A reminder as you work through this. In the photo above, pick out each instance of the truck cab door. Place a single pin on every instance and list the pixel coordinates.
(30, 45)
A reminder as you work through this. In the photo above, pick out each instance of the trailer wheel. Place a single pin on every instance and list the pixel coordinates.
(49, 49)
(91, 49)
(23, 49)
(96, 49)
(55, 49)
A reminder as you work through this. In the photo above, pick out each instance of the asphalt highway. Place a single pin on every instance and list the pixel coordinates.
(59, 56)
────────────────────────────────────────
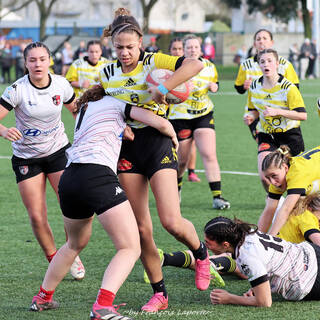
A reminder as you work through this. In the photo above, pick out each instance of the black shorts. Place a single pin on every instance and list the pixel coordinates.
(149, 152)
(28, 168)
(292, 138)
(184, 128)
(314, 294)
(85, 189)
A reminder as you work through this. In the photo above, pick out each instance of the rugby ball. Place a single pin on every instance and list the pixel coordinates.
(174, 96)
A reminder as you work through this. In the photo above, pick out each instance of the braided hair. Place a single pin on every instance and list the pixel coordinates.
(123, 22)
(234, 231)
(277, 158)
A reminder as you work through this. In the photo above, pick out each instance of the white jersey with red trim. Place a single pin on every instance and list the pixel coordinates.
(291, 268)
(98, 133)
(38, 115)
────────────────────────────────────────
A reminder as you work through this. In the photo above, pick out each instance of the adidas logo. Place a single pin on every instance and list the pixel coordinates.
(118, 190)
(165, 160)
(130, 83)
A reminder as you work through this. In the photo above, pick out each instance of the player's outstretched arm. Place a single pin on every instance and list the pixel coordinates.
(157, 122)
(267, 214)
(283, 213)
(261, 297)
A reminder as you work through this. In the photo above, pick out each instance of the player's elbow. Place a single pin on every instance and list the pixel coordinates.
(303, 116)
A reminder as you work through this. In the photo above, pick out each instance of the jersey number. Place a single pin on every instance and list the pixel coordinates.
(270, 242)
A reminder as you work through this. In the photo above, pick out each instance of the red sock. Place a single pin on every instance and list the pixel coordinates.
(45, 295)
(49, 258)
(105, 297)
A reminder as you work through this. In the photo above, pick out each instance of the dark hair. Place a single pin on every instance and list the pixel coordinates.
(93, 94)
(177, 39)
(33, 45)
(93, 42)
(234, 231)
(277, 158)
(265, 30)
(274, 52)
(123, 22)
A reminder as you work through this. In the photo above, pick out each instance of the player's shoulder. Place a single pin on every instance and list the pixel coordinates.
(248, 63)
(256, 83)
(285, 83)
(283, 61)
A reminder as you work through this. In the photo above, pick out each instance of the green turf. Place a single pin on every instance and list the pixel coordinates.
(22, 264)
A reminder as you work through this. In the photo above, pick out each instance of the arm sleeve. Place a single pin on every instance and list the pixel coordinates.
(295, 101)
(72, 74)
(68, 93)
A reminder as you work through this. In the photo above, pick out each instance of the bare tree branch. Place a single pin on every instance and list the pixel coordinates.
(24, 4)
────────────────────────────────────────
Gather every line of the entries that contains the string "hair", and copy each one in full. Case counts.

A reminder as you work through this. In the photo above, pick out each instance of the braided hair. Place a single pin on every instance and list the pixel coordinates.
A reminder as you work through this. In the photo above, pick out each instance of the dark hair. Place a single pin on every instance and list the pixel coordinates.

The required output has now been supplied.